Anaconda

Anaconda is an open source package management system and environment management system. Conda quickly installs, runs and updates packages and their dependencies. Conda easily creates, saves, loads and switches between environments on your local computer. It was created for Python programs, but it can package and distribute software for any language.

This is the topic for RSS "Virtual Environments" training.

  • Training presentation (pdf)

To be notified about our coming training, please subscribe to our Announcement List.


By default, Conda stores environments and packages within the folder ~/.conda.

To avoid using up all of your home folder's quota, which can easily happen when using Conda, we recommend placing the following within the file ~/.condarc. You can create the file if it is not already present. You can also choose a different path, so long as it is not in your home folder.

envs_dirs:
  - /storage/hpc/data/${USER}/miniconda/envs
pkgs_dirs:
  - /storage/hpc/data/${USER}/miniconda/pkgs

These settings can also be changed when creating the Conda environment. See Sharing Environments with Other Lewis Users for an example.

Usage

The version of Anaconda we have available on Lewis is called "Miniconda". Miniconda is a version of Anaconda that only provides the conda command.

First, you will want to make sure that you are running in a compute job.

[user@lewis4-r710-login-node223 ~]$ srun --partition Interactive --qos interactive --pty /bin/bash

Then, you need to load the miniconda3 module

[user@lewis4-c8k-hpc2-node279 ~]$ module load miniconda3

After that command completes, you will have the conda command available to you. conda is what you will use to manage your Anaconda environments. To list the Anaconda environments that are installed, run the following:

[user@lewis4-c8k-hpc2-node279 ~]$ conda env list

If this is your first time running Anaconda, you will probably only see the "root" environment. This environment is shared between all users of Lewis and cannot be modified. To create an Anaconda environment that you can modify, do this:

[user@lewis4-c8k-hpc2-node279 ~]$ conda create --name my_environment python=3.7

You can use any name you want instead of my_environment. You can also choose other Python versions or add any other packages. Ideally, you should create one environment per project and include all the required packages when you create the environment.

After running the above command, you should see something like this

Fetching package metadata ...........
Solving package specifications: .

_Stated exercise 1:_ According to the Anaconda page, in which folder does Conda keep environments and packages by default?
_Stated exercise 2:_ In the entries, retype everything from the line containing "Target: stone courtyard floor" through the end of the entries, keeping every character as it is.

Items listed in a dataset:
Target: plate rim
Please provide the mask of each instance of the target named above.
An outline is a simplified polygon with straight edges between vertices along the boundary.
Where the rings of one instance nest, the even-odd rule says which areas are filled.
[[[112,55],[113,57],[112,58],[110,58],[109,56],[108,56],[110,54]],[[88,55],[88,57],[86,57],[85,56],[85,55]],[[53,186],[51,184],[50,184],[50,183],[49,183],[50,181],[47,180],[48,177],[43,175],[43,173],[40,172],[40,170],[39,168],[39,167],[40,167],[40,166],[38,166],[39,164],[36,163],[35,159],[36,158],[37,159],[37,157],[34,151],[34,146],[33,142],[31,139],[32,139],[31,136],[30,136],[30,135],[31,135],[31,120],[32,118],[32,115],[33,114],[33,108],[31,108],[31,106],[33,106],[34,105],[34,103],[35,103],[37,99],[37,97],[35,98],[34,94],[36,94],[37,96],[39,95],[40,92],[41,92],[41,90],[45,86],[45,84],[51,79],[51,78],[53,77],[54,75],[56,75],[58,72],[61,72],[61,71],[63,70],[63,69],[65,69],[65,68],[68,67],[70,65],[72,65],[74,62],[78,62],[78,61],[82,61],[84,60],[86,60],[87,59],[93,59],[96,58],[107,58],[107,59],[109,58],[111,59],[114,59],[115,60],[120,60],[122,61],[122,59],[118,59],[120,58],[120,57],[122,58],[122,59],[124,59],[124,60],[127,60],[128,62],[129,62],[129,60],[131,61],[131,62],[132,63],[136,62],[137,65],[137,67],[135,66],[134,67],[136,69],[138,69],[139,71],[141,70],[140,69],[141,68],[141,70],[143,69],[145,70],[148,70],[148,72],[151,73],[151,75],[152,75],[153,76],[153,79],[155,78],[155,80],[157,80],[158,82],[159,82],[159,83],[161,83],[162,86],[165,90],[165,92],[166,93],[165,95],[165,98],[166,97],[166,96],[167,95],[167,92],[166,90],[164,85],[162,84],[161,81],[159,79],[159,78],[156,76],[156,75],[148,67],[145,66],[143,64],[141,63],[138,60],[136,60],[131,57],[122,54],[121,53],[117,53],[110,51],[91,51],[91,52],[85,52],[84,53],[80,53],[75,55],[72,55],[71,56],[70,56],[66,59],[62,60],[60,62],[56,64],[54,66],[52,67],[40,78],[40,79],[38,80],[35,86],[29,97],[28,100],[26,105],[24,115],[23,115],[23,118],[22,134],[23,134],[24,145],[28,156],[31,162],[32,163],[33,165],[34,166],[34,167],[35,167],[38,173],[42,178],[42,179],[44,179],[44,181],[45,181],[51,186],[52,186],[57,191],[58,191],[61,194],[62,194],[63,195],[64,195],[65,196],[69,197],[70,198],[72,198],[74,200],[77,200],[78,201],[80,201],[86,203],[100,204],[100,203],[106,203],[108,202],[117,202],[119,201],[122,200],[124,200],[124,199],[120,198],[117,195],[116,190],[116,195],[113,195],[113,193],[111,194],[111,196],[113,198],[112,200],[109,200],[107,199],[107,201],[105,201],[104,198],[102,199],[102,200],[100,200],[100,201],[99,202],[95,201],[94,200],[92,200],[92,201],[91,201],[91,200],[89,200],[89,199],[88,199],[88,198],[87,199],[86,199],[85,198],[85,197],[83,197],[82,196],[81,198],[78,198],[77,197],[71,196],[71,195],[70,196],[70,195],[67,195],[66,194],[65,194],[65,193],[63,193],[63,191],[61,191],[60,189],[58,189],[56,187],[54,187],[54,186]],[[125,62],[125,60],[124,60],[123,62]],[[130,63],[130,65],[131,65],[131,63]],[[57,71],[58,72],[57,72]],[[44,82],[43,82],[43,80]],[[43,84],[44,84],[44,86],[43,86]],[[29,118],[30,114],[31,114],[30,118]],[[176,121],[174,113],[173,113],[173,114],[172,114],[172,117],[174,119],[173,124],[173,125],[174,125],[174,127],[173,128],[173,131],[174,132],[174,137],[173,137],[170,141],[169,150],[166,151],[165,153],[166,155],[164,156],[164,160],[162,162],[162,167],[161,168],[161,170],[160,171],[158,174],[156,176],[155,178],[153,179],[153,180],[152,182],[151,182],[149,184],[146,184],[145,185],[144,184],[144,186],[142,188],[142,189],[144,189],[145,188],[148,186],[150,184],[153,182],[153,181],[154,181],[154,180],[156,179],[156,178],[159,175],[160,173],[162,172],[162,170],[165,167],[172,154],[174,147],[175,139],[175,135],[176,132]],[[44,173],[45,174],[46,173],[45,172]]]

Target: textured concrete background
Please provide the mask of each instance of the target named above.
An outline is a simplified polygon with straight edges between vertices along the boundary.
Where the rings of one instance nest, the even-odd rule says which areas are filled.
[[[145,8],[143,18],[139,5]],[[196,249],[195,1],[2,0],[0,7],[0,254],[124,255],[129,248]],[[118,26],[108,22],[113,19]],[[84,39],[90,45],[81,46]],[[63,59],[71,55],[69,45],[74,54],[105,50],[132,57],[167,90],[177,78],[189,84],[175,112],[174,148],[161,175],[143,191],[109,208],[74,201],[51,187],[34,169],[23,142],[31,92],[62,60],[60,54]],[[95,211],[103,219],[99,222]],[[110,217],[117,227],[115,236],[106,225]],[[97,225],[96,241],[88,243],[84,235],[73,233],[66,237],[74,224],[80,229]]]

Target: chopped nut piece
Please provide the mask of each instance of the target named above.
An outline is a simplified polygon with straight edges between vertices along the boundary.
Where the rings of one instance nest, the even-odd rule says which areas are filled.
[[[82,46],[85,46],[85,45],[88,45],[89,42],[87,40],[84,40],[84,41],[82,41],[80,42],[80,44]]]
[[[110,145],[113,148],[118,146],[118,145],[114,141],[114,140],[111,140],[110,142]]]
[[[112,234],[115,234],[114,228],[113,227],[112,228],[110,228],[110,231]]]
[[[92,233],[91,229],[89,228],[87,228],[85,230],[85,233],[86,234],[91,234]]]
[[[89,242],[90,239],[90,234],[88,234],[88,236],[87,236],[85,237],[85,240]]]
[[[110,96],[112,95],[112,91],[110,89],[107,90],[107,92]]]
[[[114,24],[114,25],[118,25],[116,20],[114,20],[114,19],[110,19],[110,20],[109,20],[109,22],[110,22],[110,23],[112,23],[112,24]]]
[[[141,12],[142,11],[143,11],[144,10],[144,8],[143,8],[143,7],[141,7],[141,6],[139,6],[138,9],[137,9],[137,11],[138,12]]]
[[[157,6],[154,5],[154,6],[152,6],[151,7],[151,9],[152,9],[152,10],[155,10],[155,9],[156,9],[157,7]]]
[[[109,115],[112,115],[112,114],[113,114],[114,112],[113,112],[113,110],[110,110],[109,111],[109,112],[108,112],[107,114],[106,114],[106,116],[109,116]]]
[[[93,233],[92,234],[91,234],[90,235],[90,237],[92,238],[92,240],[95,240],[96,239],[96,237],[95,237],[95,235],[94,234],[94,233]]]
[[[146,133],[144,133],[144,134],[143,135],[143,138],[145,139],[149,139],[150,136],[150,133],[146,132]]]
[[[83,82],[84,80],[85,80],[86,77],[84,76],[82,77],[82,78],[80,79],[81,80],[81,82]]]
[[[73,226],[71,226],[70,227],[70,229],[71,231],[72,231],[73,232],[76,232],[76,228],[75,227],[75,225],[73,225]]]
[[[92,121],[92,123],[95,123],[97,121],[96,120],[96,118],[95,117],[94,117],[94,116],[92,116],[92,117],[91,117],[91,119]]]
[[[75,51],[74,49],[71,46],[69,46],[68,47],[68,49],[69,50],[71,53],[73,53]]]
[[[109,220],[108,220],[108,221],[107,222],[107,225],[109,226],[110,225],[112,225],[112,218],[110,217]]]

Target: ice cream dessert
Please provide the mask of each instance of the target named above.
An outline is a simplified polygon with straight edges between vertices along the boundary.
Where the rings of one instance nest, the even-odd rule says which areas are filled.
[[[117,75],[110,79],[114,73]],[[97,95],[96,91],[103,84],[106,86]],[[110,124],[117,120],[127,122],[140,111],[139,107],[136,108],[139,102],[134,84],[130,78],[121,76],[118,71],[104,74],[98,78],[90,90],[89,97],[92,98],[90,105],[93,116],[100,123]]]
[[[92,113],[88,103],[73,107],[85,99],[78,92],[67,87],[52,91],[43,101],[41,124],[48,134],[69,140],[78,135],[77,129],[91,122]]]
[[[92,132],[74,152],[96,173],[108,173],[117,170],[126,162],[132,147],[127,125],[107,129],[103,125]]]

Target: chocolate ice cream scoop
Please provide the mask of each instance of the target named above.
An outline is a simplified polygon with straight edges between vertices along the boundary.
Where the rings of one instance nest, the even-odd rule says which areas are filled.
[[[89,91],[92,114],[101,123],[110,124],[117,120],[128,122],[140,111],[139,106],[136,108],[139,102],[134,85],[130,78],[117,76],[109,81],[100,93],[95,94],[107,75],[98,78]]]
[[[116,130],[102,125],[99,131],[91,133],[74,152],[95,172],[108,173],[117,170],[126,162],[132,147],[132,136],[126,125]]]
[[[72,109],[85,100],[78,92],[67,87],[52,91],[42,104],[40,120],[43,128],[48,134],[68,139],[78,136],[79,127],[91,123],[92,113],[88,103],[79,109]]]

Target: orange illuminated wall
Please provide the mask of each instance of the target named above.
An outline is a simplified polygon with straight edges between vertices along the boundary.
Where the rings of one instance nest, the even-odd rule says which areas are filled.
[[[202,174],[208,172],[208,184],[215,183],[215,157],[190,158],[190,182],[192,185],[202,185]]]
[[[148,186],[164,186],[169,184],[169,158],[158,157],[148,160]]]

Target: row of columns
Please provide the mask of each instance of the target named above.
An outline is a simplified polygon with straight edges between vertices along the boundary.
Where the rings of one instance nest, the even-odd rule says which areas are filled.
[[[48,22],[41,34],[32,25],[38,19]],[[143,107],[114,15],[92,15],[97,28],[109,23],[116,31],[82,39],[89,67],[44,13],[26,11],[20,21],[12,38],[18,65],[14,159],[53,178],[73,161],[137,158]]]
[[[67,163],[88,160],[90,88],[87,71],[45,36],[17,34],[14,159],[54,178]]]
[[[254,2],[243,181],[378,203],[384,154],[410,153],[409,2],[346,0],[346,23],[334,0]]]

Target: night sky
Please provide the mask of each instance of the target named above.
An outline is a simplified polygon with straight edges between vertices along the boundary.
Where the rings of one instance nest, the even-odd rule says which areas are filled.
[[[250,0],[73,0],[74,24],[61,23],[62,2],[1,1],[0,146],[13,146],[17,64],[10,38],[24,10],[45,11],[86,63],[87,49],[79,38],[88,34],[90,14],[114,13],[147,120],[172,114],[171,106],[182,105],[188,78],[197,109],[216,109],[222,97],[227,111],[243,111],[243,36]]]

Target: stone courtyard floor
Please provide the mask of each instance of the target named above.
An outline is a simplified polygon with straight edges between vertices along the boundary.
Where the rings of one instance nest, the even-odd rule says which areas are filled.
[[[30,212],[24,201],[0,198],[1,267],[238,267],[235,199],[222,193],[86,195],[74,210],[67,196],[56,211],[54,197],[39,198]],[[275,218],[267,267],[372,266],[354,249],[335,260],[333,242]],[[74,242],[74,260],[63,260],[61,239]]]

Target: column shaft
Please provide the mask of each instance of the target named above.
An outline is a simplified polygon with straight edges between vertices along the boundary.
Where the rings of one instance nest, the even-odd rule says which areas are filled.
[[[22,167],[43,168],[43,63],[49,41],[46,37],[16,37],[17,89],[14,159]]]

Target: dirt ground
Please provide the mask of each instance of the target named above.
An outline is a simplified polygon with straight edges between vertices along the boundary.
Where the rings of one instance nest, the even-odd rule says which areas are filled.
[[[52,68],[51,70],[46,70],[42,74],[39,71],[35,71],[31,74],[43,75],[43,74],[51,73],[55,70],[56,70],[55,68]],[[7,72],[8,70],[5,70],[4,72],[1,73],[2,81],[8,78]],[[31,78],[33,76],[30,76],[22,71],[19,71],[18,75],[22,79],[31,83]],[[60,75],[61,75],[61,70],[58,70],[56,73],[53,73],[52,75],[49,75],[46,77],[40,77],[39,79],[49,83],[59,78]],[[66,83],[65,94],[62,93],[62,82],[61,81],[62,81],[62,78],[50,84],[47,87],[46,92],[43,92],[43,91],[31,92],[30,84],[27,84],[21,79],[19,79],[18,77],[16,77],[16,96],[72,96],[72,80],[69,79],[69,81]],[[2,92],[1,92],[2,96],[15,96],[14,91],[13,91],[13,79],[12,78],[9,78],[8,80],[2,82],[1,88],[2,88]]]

_Complete answer 1:_ Within the folder ~/.conda.

_Complete answer 2:_
Target: stone courtyard floor
Please provide the mask of each instance of the target named above.
An outline is a simplified polygon with straight edges between vertices along the boundary.
Where the rings of one instance nest, the even-odd rule says which areas are filled.
[[[30,212],[24,201],[0,198],[1,267],[238,267],[235,199],[222,193],[86,195],[74,210],[67,196],[56,211],[54,197],[39,198]],[[275,218],[267,267],[372,266],[354,249],[335,260],[333,242]],[[74,242],[74,260],[63,260],[61,239]]]

Target: column shaft
Please provide the mask of each instance of the target named above.
An outline is a simplified polygon with straight edges between vertices along the boundary.
Where the rings of one instance nest, the even-odd rule says which areas are filled.
[[[22,167],[43,168],[43,63],[49,41],[46,37],[16,37],[17,89],[14,159]]]

Target: dirt ground
Please provide the mask of each instance of the target named above.
An outline is a simplified polygon with straight edges between vertices along the boundary.
Where the rings of one instance nest, the even-odd rule says which areas are filled.
[[[52,68],[51,70],[46,70],[42,74],[39,71],[35,71],[31,74],[43,75],[43,74],[51,73],[55,70],[56,70],[55,68]],[[7,72],[8,70],[5,70],[4,72],[1,73],[2,81],[8,78]],[[31,78],[33,76],[30,76],[22,71],[19,71],[18,75],[22,79],[31,83]],[[60,75],[61,75],[61,70],[58,70],[56,73],[53,73],[52,75],[49,75],[46,77],[40,77],[39,79],[49,83],[59,78]],[[66,83],[65,94],[62,93],[62,82],[61,81],[62,81],[62,78],[50,84],[47,87],[46,92],[43,92],[43,91],[31,92],[30,84],[27,84],[21,79],[19,79],[18,77],[16,77],[16,96],[72,96],[72,80],[69,79],[69,81]],[[2,92],[1,92],[2,96],[15,96],[14,91],[13,91],[13,79],[12,78],[9,78],[8,80],[2,82],[1,88],[2,88]]]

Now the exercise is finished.